• **WHAT IS NEEDED**
Put each line from the one containing "For every instance of the sun glare, the" through the last line of the records, both included, into a Markdown table with the columns No. and Line, where No. numbers the rows. Leave out blank lines.

_____

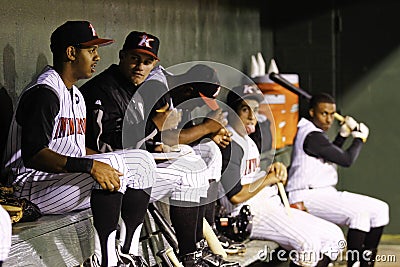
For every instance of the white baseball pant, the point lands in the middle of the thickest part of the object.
(211, 154)
(344, 208)
(5, 234)
(181, 179)
(301, 232)
(57, 193)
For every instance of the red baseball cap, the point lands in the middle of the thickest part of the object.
(76, 33)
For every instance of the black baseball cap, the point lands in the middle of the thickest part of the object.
(205, 81)
(142, 42)
(242, 92)
(76, 33)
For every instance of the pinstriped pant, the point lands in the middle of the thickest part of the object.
(344, 208)
(183, 179)
(301, 232)
(5, 234)
(57, 193)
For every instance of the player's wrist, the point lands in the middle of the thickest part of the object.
(79, 165)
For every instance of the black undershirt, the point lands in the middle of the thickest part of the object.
(35, 113)
(317, 144)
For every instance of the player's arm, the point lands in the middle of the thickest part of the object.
(35, 114)
(211, 125)
(103, 132)
(317, 144)
(277, 173)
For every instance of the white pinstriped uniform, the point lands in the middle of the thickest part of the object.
(63, 192)
(313, 181)
(300, 231)
(211, 154)
(5, 234)
(183, 179)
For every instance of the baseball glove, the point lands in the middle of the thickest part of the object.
(20, 210)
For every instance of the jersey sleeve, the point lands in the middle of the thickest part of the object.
(35, 113)
(155, 96)
(317, 144)
(102, 133)
(231, 175)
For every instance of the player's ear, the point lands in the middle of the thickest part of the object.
(311, 112)
(71, 53)
(121, 54)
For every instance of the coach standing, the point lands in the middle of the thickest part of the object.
(47, 160)
(313, 177)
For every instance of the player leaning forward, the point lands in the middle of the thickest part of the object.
(46, 157)
(311, 240)
(313, 177)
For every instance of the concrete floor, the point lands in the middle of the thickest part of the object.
(388, 253)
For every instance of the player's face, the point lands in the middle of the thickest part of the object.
(136, 66)
(322, 115)
(85, 62)
(247, 112)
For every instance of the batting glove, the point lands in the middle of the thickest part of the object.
(351, 123)
(362, 133)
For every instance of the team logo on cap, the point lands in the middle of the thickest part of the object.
(145, 41)
(93, 30)
(250, 90)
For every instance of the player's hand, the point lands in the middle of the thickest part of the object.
(345, 131)
(362, 132)
(348, 126)
(279, 172)
(106, 176)
(215, 120)
(173, 118)
(351, 123)
(222, 137)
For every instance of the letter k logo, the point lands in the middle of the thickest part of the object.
(145, 41)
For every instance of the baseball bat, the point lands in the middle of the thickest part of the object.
(171, 255)
(297, 90)
(284, 198)
(212, 240)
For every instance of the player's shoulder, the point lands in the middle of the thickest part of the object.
(102, 81)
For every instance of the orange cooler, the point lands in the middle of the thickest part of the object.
(283, 107)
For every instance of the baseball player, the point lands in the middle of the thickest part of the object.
(245, 183)
(313, 177)
(197, 87)
(5, 234)
(119, 117)
(47, 160)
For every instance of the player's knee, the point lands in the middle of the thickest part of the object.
(382, 213)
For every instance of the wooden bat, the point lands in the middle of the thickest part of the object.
(297, 90)
(171, 255)
(284, 198)
(212, 240)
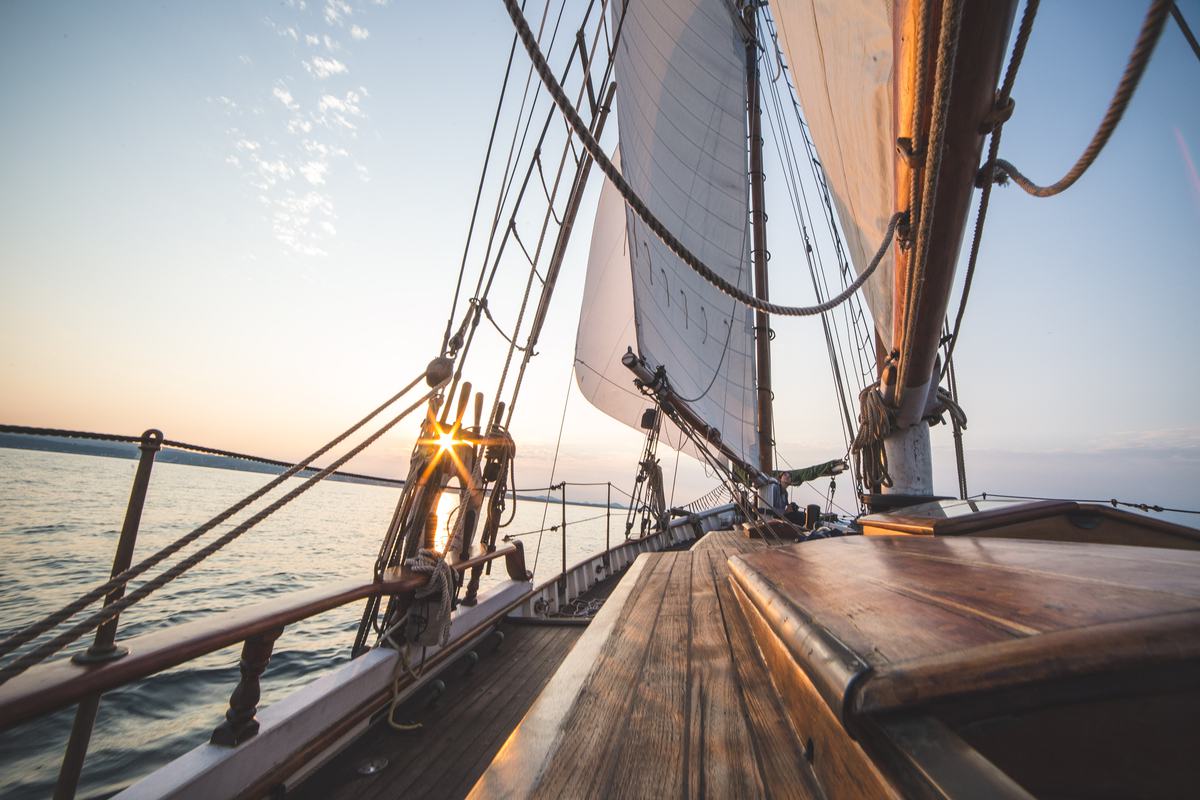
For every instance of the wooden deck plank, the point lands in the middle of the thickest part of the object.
(580, 764)
(497, 704)
(719, 739)
(677, 702)
(653, 759)
(778, 751)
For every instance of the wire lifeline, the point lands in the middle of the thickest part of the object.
(1151, 31)
(54, 619)
(108, 612)
(653, 222)
(917, 271)
(1113, 501)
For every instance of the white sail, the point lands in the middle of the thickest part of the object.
(681, 103)
(839, 53)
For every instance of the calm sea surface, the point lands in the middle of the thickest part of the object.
(59, 522)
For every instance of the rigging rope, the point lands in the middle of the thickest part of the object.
(1151, 30)
(647, 216)
(1185, 29)
(1002, 109)
(875, 422)
(63, 433)
(438, 589)
(1113, 501)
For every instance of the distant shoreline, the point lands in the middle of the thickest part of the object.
(129, 451)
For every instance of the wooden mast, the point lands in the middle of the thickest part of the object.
(759, 250)
(982, 40)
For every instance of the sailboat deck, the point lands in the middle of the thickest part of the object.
(666, 695)
(460, 733)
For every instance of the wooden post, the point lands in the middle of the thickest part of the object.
(983, 37)
(240, 723)
(759, 252)
(103, 647)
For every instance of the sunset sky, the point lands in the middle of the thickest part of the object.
(241, 223)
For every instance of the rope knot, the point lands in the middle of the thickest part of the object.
(912, 154)
(1001, 112)
(991, 173)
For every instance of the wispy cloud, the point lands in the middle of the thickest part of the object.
(294, 154)
(324, 67)
(286, 97)
(1189, 166)
(336, 11)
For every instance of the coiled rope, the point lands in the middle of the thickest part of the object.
(1151, 30)
(441, 589)
(876, 420)
(589, 143)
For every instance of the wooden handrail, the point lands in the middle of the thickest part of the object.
(59, 684)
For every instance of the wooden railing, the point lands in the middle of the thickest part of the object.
(59, 684)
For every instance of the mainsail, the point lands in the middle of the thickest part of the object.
(681, 101)
(841, 62)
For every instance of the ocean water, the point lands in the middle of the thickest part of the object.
(60, 516)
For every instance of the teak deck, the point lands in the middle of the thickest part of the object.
(664, 696)
(876, 667)
(459, 734)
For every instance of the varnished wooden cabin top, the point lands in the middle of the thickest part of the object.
(882, 667)
(1065, 521)
(885, 623)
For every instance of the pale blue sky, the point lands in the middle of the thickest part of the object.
(160, 229)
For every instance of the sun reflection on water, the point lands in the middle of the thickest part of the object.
(445, 516)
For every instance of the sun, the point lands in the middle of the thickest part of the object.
(447, 440)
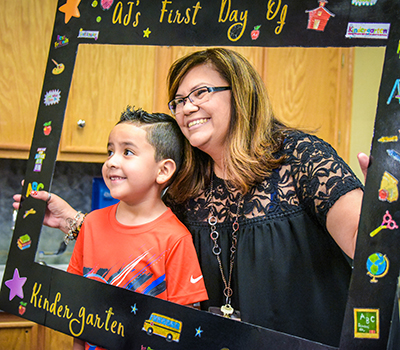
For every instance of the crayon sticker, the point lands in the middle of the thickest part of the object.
(52, 97)
(33, 186)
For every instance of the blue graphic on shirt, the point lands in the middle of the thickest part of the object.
(128, 276)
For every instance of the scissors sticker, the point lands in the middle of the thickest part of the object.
(387, 223)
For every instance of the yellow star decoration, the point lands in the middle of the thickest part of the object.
(146, 33)
(70, 9)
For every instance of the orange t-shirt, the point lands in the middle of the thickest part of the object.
(157, 258)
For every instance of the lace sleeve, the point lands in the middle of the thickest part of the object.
(320, 176)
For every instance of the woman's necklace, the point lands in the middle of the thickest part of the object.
(227, 310)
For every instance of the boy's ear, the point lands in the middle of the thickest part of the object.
(166, 171)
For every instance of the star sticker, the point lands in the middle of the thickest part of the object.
(146, 33)
(70, 9)
(15, 285)
(198, 332)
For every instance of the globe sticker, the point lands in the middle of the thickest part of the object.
(377, 266)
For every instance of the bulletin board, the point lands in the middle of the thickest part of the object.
(116, 318)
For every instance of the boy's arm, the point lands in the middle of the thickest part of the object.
(78, 344)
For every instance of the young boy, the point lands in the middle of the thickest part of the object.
(139, 244)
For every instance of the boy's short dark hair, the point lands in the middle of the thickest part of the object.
(163, 133)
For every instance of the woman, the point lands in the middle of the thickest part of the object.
(273, 211)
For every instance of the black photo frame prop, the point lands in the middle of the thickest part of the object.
(116, 318)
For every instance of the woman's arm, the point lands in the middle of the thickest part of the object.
(343, 218)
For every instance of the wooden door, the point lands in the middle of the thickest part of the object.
(311, 88)
(106, 79)
(26, 28)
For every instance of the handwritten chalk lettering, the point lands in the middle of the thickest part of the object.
(57, 310)
(177, 17)
(96, 322)
(236, 30)
(272, 12)
(118, 13)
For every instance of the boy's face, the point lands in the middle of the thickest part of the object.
(130, 170)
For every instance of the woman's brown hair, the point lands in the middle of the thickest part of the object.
(254, 134)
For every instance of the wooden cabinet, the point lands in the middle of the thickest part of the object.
(308, 87)
(26, 28)
(19, 334)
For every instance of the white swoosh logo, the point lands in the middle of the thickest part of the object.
(195, 280)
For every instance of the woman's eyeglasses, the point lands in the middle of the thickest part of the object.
(196, 97)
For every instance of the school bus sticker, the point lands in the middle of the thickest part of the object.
(163, 326)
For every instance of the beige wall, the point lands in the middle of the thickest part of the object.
(367, 77)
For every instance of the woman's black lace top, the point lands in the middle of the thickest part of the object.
(289, 274)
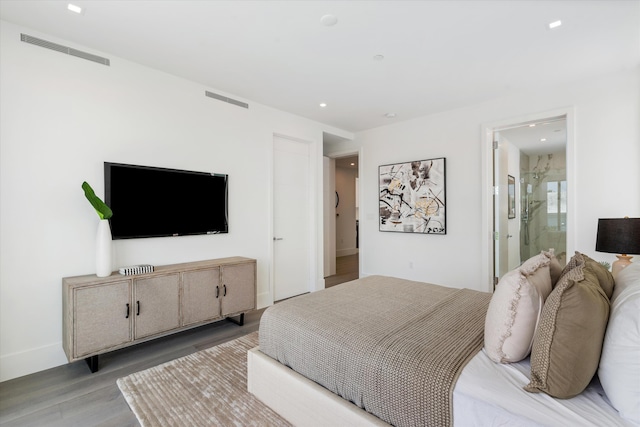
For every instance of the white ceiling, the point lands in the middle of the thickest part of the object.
(438, 55)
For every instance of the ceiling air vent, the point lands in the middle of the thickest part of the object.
(226, 99)
(64, 49)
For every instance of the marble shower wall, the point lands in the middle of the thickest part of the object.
(543, 204)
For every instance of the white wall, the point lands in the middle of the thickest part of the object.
(607, 154)
(61, 118)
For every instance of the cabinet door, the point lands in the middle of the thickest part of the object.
(238, 288)
(200, 296)
(156, 305)
(102, 317)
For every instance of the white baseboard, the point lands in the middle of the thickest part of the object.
(264, 300)
(27, 362)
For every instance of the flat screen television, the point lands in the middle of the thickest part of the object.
(156, 202)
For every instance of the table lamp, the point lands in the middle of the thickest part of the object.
(619, 236)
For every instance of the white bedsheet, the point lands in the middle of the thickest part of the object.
(490, 394)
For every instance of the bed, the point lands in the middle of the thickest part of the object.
(320, 360)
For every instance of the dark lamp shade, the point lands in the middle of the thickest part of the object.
(618, 236)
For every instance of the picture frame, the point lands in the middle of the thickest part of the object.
(412, 197)
(511, 196)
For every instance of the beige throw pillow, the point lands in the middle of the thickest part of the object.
(568, 340)
(515, 308)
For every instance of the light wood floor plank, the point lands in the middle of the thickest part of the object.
(70, 395)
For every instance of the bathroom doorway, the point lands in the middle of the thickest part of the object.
(531, 192)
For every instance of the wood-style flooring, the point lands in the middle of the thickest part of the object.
(347, 268)
(70, 395)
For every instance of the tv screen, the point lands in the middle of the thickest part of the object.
(155, 202)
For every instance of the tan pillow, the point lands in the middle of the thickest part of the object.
(536, 270)
(511, 319)
(514, 310)
(604, 276)
(554, 267)
(568, 340)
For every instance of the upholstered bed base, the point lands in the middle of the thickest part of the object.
(289, 393)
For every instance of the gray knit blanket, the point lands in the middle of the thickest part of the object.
(393, 347)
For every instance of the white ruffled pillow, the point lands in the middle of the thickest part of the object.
(515, 309)
(619, 368)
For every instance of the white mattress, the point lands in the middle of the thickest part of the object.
(490, 394)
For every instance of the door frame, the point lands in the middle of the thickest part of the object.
(348, 153)
(488, 129)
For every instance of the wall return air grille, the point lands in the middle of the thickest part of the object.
(226, 99)
(64, 49)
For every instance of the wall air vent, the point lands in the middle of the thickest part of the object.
(64, 49)
(226, 99)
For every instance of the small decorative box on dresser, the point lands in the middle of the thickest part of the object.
(102, 314)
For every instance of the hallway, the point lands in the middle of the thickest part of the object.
(347, 269)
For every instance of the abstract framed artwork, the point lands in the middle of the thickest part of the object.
(413, 197)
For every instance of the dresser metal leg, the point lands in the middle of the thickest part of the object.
(93, 363)
(238, 321)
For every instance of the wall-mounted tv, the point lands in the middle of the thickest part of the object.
(155, 202)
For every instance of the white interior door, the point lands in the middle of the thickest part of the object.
(500, 200)
(291, 216)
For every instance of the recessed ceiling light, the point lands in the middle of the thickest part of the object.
(329, 20)
(74, 8)
(555, 24)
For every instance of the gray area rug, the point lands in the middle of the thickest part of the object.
(207, 388)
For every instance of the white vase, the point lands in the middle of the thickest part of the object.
(103, 249)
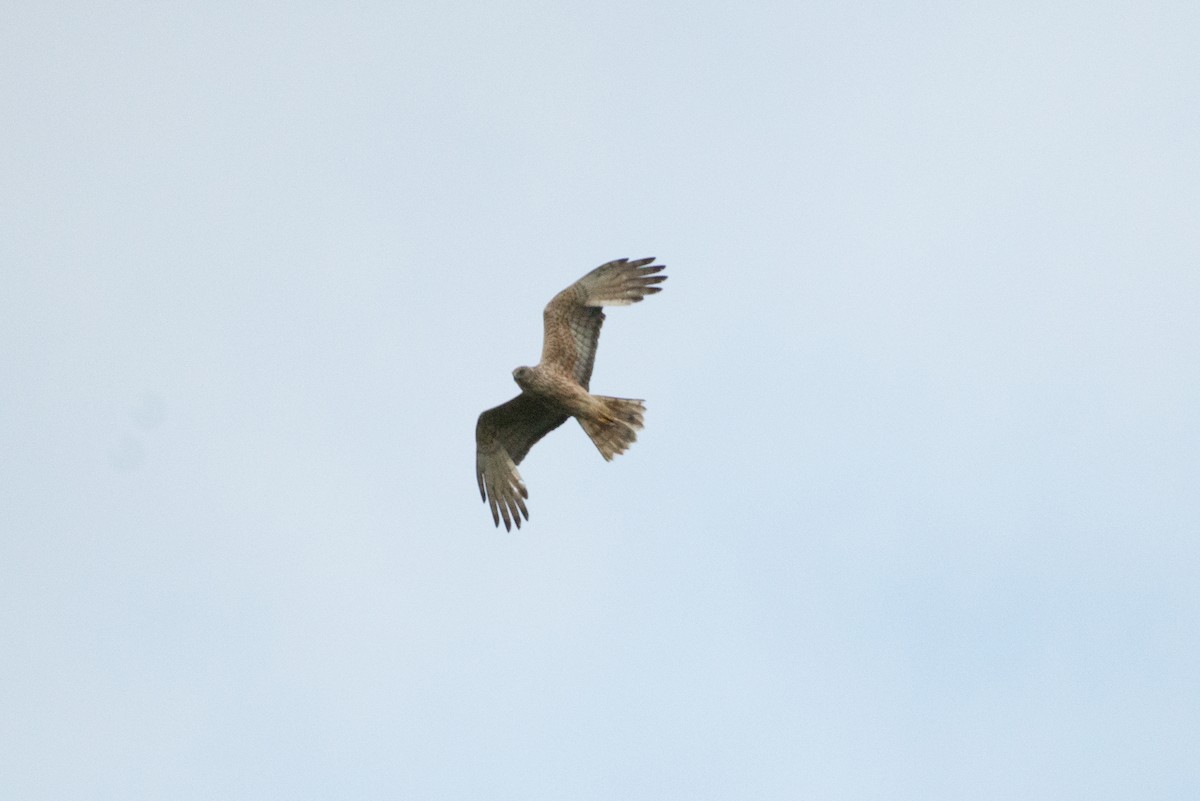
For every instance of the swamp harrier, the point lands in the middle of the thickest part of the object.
(557, 387)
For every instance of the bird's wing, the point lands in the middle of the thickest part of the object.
(573, 318)
(503, 437)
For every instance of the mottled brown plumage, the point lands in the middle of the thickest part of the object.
(557, 387)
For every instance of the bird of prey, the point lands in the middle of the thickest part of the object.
(557, 387)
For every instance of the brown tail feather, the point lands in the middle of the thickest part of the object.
(613, 426)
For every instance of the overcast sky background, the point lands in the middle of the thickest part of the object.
(915, 513)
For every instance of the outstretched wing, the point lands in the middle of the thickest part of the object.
(573, 318)
(503, 437)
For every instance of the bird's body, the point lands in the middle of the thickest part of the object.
(557, 387)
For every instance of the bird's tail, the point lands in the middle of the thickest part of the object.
(613, 423)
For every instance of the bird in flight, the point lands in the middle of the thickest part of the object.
(557, 387)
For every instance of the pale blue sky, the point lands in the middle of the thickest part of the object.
(915, 513)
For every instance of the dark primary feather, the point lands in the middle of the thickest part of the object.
(503, 438)
(573, 318)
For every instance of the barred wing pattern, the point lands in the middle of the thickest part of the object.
(503, 437)
(573, 318)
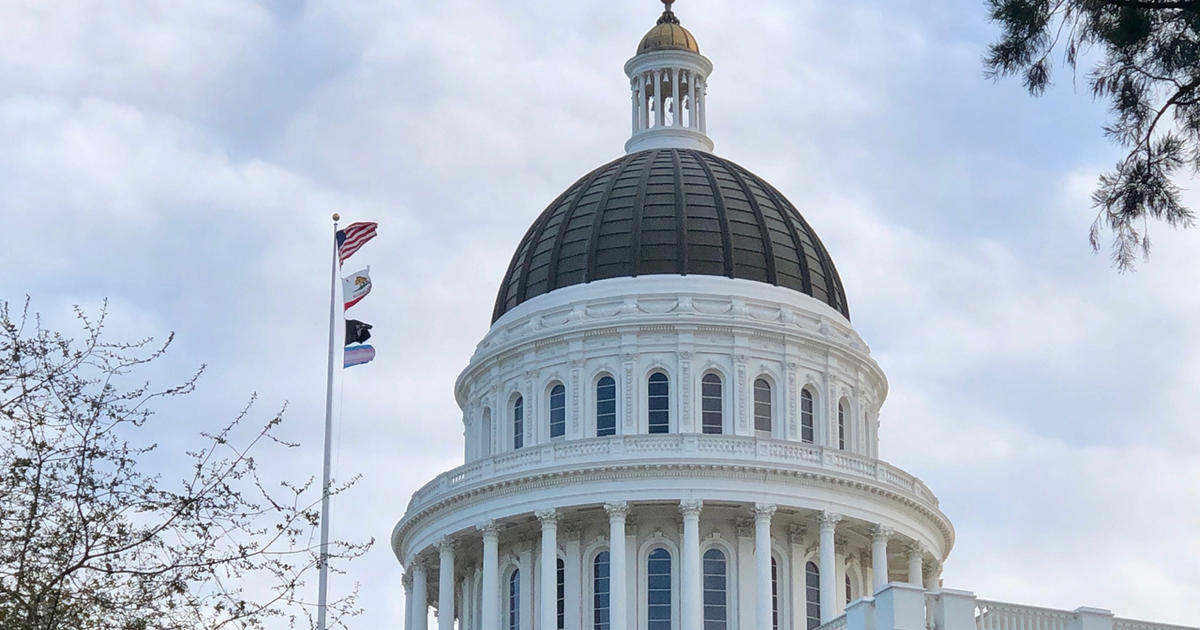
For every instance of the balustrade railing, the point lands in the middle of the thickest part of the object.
(631, 449)
(1000, 616)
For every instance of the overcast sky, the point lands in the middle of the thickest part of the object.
(183, 159)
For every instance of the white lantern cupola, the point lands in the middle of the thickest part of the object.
(669, 78)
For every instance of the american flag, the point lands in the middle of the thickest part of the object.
(353, 238)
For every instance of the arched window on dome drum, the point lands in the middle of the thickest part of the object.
(762, 407)
(606, 407)
(807, 417)
(561, 594)
(517, 423)
(813, 595)
(558, 412)
(515, 600)
(774, 595)
(715, 591)
(711, 403)
(600, 592)
(485, 435)
(658, 399)
(841, 425)
(658, 589)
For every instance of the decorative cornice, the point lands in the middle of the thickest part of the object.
(538, 479)
(690, 508)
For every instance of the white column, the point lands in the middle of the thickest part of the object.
(744, 528)
(693, 593)
(420, 613)
(549, 569)
(465, 619)
(677, 114)
(407, 581)
(798, 593)
(762, 514)
(828, 567)
(525, 603)
(490, 601)
(445, 585)
(659, 119)
(633, 87)
(915, 562)
(573, 591)
(617, 611)
(691, 99)
(880, 537)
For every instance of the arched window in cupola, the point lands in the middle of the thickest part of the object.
(517, 423)
(843, 418)
(813, 595)
(658, 589)
(762, 407)
(711, 403)
(606, 407)
(715, 591)
(808, 424)
(557, 412)
(515, 600)
(658, 401)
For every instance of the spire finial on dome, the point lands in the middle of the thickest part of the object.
(667, 16)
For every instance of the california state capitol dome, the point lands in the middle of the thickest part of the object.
(671, 424)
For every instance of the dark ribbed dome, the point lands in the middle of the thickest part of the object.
(670, 211)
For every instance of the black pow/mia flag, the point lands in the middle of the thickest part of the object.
(357, 331)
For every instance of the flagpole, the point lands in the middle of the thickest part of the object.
(323, 563)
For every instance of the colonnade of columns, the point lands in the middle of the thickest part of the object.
(485, 601)
(651, 96)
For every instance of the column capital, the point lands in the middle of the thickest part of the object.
(549, 517)
(617, 510)
(763, 511)
(570, 532)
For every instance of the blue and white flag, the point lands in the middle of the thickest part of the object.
(358, 355)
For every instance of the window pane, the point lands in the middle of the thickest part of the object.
(658, 402)
(715, 592)
(762, 406)
(515, 600)
(658, 589)
(606, 407)
(813, 594)
(807, 419)
(557, 412)
(519, 423)
(711, 405)
(600, 592)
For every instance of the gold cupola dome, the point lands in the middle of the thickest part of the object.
(667, 34)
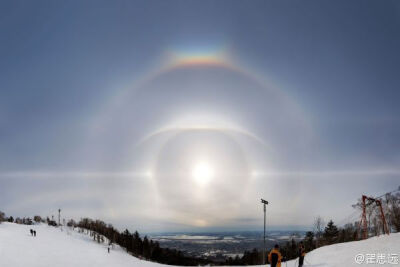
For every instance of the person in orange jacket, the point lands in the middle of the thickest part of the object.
(275, 257)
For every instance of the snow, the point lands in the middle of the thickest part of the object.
(53, 247)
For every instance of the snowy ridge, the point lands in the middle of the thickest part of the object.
(67, 248)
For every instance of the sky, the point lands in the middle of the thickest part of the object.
(181, 115)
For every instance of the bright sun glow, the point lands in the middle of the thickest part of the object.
(202, 173)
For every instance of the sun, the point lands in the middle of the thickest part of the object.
(202, 173)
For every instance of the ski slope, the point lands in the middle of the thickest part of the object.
(67, 248)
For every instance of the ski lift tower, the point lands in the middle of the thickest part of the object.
(59, 217)
(264, 202)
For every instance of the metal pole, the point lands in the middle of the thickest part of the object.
(59, 215)
(264, 202)
(264, 235)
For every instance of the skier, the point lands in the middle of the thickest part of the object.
(302, 253)
(275, 257)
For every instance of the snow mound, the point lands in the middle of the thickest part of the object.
(53, 247)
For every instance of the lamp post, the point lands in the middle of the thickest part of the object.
(59, 217)
(264, 202)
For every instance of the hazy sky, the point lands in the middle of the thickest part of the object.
(181, 115)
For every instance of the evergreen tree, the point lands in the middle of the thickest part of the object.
(309, 241)
(331, 233)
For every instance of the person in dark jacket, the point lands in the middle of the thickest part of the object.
(275, 257)
(302, 253)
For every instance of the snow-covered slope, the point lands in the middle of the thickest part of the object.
(52, 247)
(56, 248)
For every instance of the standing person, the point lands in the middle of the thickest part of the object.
(302, 253)
(275, 257)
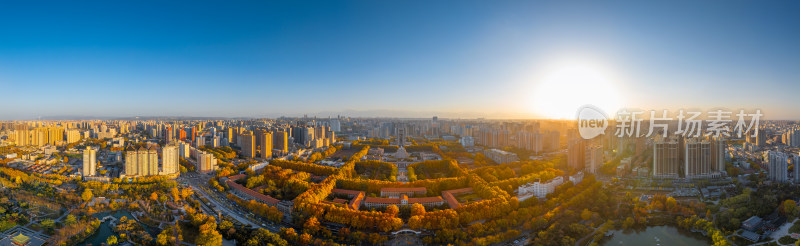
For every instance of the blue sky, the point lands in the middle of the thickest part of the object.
(385, 58)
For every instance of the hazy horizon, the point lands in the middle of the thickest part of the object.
(476, 59)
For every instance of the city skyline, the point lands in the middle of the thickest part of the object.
(367, 59)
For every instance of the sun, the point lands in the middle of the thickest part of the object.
(566, 85)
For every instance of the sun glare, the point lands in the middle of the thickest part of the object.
(567, 85)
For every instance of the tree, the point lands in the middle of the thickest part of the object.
(393, 210)
(305, 238)
(417, 209)
(86, 195)
(789, 207)
(48, 223)
(671, 203)
(70, 220)
(586, 214)
(311, 226)
(265, 237)
(111, 240)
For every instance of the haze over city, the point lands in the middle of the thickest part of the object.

_____

• **FINAL RESULT**
| No. | Line |
|---|---|
| 1 | For every instance of the sun glare, the point lands in the middle of the thickest part of the object. |
| 2 | (567, 85) |
| 3 | For every instance of the tree, the point lands in the middle of the thickest part of the object. |
| 4 | (393, 210) |
| 5 | (305, 238) |
| 6 | (417, 209) |
| 7 | (86, 195) |
| 8 | (789, 207) |
| 9 | (48, 223) |
| 10 | (671, 203) |
| 11 | (70, 220) |
| 12 | (586, 214) |
| 13 | (311, 226) |
| 14 | (265, 237) |
| 15 | (111, 240) |
| 16 | For every instance of the haze over city, the point lands in the middle of the thickest part of the object. |